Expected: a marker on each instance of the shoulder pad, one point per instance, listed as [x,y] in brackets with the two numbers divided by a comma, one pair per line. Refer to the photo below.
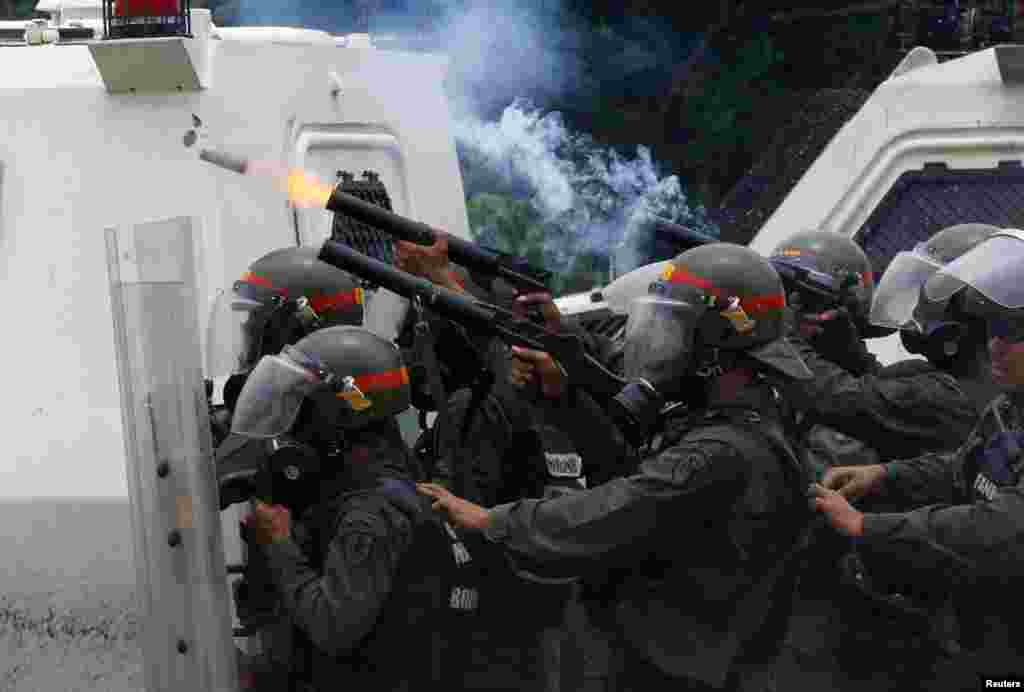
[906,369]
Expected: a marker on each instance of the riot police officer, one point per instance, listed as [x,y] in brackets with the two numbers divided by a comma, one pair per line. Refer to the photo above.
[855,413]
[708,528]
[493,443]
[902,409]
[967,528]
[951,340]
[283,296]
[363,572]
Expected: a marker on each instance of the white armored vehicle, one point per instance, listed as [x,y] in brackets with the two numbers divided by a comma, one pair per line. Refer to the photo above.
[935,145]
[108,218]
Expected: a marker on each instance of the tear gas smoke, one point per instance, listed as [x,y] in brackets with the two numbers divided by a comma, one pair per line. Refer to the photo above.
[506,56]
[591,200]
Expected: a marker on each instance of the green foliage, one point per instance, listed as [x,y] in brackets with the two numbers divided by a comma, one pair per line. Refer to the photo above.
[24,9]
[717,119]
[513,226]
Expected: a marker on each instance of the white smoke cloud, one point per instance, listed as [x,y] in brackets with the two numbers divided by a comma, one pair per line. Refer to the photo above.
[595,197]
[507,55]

What you will do: Please set down the whole listing exactly, apart from the pictures.

Exercise answer:
Expected: a marker on each instance of the shoulder pad, one point per instance, listed as [x,y] in brackets with the two numbers divided by a comma, one pair per line. Refer to the photo below.
[906,369]
Expected: a marker on each instance of the riot police officer, one point per instance, listed as [x,y] in brackets with the two numbers divided by a comma, one pair per line. Refer to the photo above.
[855,413]
[708,528]
[493,443]
[902,409]
[967,528]
[951,340]
[283,296]
[363,572]
Expected: a marker on each instance of the white armored vehicle, one point per instance, listed as [x,y] in brackets with the two numbers divided by a comma, one pair per line. Refer to the photo above.
[935,145]
[108,218]
Expected: a marker on each instance of the tear gas smoke, one point per instance, listed as [x,y] in brackets with the two numbers divided by a comma, one pair per line. Refer to the photo above.
[506,56]
[591,200]
Expected: a marker on each instance of the green foliage, one point per instance, listed as [x,y] in brackets with the two numbers divided by a comma, one pair per line. Refer to the photo above.
[24,9]
[717,119]
[513,226]
Expected: a marker on each instance of the white smoke cloud, one point per instance, listed as [x,y] in brackets with the two numbers divided by a comma, one pair per line. Refer to the photo above.
[595,197]
[507,55]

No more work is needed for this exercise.